COMPITI DA SVOLGERE.
**A)** Estrai dal brano sul paesaggio nilotico il tratto che va da "plurima cultores versis" fino a "pars altera tellus.".
**B)** Rispondi in base al brano sul paesaggio nilotico:
(i) In quale anno fu firmato il trattato "de amistad" tra Egitto e Roma?
(ii) In quale numero della Revista Eviterna è pubblicato l'articolo citato?
(iii) Quali figure il riassunto indica come simbolo di alterità nelle scene nilotiche?
**C)** Prosegui il brano sul paesaggio nilotico a partire dal punto in cui si interrompe.

Parole chiave: Egitto; Iconografia; Paesaggio; Pittura; Roma.

Resumen: A partir del siglo III a. C., la relación fecunda, pero, al mismo tiempo, ambivalente entre Egipto y Roma se hizo aun más clara. Con la estipulación del tratado ‘de amistad’ firmado en 273 a. C., las repercusiones políticas, culturales, económicas y religiosas en suelo itálico se hacen cada vez más evidentes. Así mismo, resulta de particular interés el papel de la producción artística generada por el encuentro entre el mundo romano y el egipcio. En concreto, el interés de este trabajo se dirige a la elaboración del paisaje inspirado en la tierra del Nilo en la producción pictórica romana del siglo I. La elaboración de esta tipología iconográfica se basa en ciertos detalles figurativos específicos, incluidos los relacionados con el mundo de la flora y la fauna. Un conjunto de elementos que, mezclándose armoniosamente, llevan a perfilar un paisaje orientado hacia un imaginario utópico que, sin embargo, se enfrenta a la alteridad propia de las escenas nilóticas. Una alteridad fuertemente relacionada con la presencia de pigmeos, figuras caracterizadas en la mayoría de los casos con rasgos caricaturescos y grotescos, a menudo insertados en situaciones cómicas, cuando no paradójicas. Este artículo pretende destacar la relación de claroscuros entre la ‘naturaleza’ que constituye el paisaje nilótico, es decir, la flora y la fauna típicas, reflejo de una utopía naturalista cristalizada, y el elemento humano, en este caso los pigmeos, símbolo de alteridad y manifestación de un estatus ajeno a los límites del tiempo y el espacio concebidos por el ser humano.

Palabras claves: Egipto; Iconografía; Paisaje; Pintura; Roma.


 

Como citar este artículo:

 

Voltan, E. (2022). Tra utopia e alteritá. Spunti di riflessione sull’elaborazione e la definizione dei picta nilotica romana. Revista Eviterna, (12), 122- 138/ https://doi.org/10.24310/Eviternare.vi12.14953

 

1. Introduzione

Sic ubi deseruit madidos septemfluus agros

Nilus et antiquo sua flumina reddidit alveo

aetherioque recens exarsit sidere limus,

plurima cultores versis animalia glaebis

inveniunt et in his quaedam modo coepta per ipsum

nascendi spatium, quaedam inperfecta suisque

trunca vident numeris, et eodem in corpore saepe

altera pars vivit, rudis est pars altera tellus.

Voci dei dati archiviati.
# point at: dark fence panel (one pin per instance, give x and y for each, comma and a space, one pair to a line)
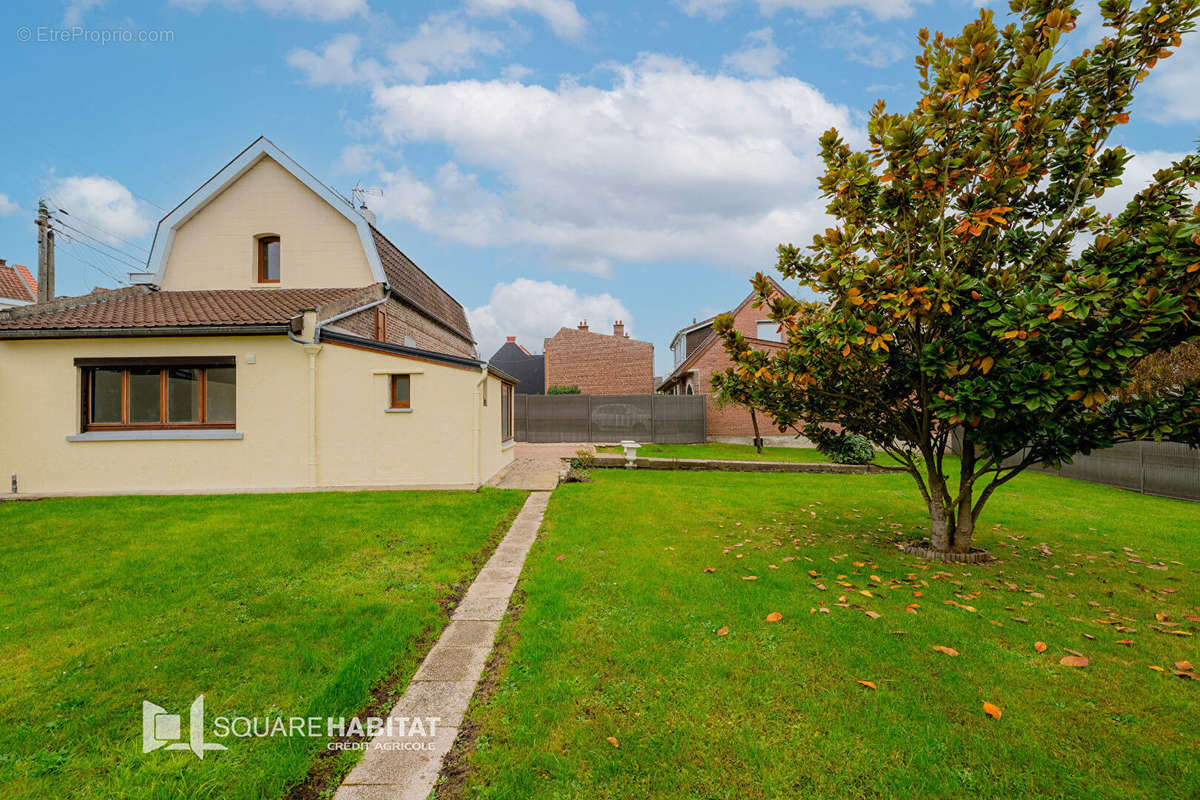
610, 417
1163, 468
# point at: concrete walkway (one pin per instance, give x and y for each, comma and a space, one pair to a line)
537, 467
402, 765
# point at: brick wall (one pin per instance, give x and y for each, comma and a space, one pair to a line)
405, 322
731, 420
599, 364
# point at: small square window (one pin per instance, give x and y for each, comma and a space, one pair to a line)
400, 391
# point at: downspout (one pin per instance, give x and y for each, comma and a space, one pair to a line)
309, 341
478, 431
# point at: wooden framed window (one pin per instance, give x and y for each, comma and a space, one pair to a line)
400, 391
505, 411
268, 259
145, 394
381, 324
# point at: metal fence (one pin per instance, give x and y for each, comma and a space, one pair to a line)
1163, 468
664, 419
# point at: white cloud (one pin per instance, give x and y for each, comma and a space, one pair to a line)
336, 64
625, 173
851, 37
322, 10
444, 44
759, 56
880, 8
562, 16
103, 203
1171, 86
516, 72
533, 311
76, 8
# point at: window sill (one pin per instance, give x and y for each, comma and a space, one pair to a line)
154, 435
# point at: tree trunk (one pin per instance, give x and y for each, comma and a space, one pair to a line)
951, 521
757, 439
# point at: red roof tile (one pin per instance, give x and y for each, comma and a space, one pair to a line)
231, 307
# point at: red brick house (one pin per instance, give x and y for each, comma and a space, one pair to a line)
699, 353
600, 364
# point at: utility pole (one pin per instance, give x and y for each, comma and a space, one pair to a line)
45, 254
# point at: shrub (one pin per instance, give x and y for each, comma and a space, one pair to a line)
840, 446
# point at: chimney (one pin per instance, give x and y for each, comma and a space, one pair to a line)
45, 254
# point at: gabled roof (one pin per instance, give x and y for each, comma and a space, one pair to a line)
145, 308
388, 264
17, 283
685, 365
419, 289
262, 148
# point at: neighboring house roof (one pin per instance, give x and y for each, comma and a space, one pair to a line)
695, 353
150, 310
529, 370
17, 283
413, 284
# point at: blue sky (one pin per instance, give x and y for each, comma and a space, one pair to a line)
545, 160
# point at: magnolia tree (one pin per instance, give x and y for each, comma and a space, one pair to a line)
970, 286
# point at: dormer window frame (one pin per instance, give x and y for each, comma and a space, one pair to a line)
261, 248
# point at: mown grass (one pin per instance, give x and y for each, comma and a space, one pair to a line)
619, 638
268, 605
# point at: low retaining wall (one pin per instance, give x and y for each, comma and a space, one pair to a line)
609, 461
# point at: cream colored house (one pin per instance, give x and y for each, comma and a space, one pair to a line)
277, 341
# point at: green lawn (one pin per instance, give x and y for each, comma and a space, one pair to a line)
269, 605
720, 451
621, 638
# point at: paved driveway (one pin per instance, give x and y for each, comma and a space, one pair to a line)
537, 467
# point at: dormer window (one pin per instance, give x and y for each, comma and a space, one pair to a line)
268, 259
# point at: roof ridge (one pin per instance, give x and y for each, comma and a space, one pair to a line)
78, 301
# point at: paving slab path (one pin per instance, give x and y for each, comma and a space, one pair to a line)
405, 765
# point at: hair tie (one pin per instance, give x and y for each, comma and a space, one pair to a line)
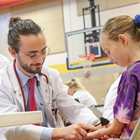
137, 20
72, 79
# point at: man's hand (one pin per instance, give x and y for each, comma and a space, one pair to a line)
107, 137
73, 132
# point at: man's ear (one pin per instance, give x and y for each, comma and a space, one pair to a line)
123, 39
12, 52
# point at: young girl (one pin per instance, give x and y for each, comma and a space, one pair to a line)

RISPOSTE.
**A)**
plurima cultores versis animalia glaebis

inveniunt et in his quaedam modo coepta per ipsum

nascendi spatium, quaedam inperfecta suisque

trunca vident numeris, et eodem in corpore saepe

altera pars vivit, rudis est pars altera tellus.

**B)**
(i) Nel 273 a. C.
(ii) Nel numero 12.
(iii) I pigmei.

**C)**
quippe ubi temperiem sumpsere umorque calorque, concipiunt, et ab his oriuntur cuncta duobus,

cumque sit ignis aquae pugnax, vapor umidus omnes

res creat, et discors concordia fetibus apta es (Ov. Metam. I, 422-433).

 

Indubbiamente, notevole risulta la fortuna del tema del paesaggio nell’ambito della pittura romana. Nelle pieghe evolutive di questo genere sono attestate, infatti, svariate modalità di raffigurazione, che si delineano come consapevoli manifestazioni di sperimentazioni adottate già a partire dal VI secolo a. C. con Polignoto di Taso e perfezionate successivamente nel corso del IV secolo a. C. (Dall’Olio, 1993, pp. 179- 181; La Rocca, 2008, pp. 7-13; La Rocca, 2009, pp. 39-53; Rouveret, 1982, pp. 571-588; Rouveret, 2015, pp. 208-218). Solo all’interno dello sviluppo parietale romano il paesaggio, che nelle epoche precedenti fungeva principalmente da sfondo della scena figurata, diviene co-protagonista insieme ai soggetti rappresentati, se non protagonista assoluto della raffigurazione (Salvadori, 2008, pp. 23-46). Esplicita riprova si individua nei noti passi di Plinio il Vecchio (Nat., XXXV, 116) e di Vitruvio De Arch., VII, 5, 1-2) dedicati alla descrizione dei sistemi decorativi della pittura parietale. Dalle parole dei due autori si ricostruisce quel «repertorio paesaggistico» (Bianchi Bandinelli, 1963, p. 816) che plasma i paesaggi romani basati su schemi tipologici, costruiti ispirandosi a quelli reali, estrapolandone gli elementi caratterizzanti. Questi ultimi, definiti con il termine topia dagli autori latini, si potrebbero considerare come sintesi creative mentali forgiate dall’estro degli artisti, filtri di passaggio tra la realtà della naturalezza e il compendio artistico, ovvero veri e propri «paesaggi della mente» (La Rocca, 2008, p. 32).

Tra le molteplici varianti paesaggistiche riprodotte nel repertorio pittorico romano, spiccano per il carattere indubbiamente alternativo i cosiddetti ‘paesaggi nilotici’. Questi si configurano come paesaggi di fantasia che, seppur trattati con toni realistici, con continui richiami al delta del Nilo e alle attività quotidiana che si svolgono lungo il fiume, diventano pitture di maniera e motivo di evasione (Capriotti Vittozzi, 2006, pp. 37-49; De Vos, 1980, pp. 75-89; Swetnam-Burland, 2015, pp. 71-82; Versluys, 2002, pp. 4-15). Alcuni elementi iconografici risultano inoltre particolarmente ricorrenti in questa tipologia figurativa: i topoi del paesaggio d’Egitto si configurano come dettagli puntuali, rappresentazioni stereotipate che, anche se analizzate singolarmente, possono effettivamente svolgere un ruolo identificativo per le scene ambientate lungo il Nilo.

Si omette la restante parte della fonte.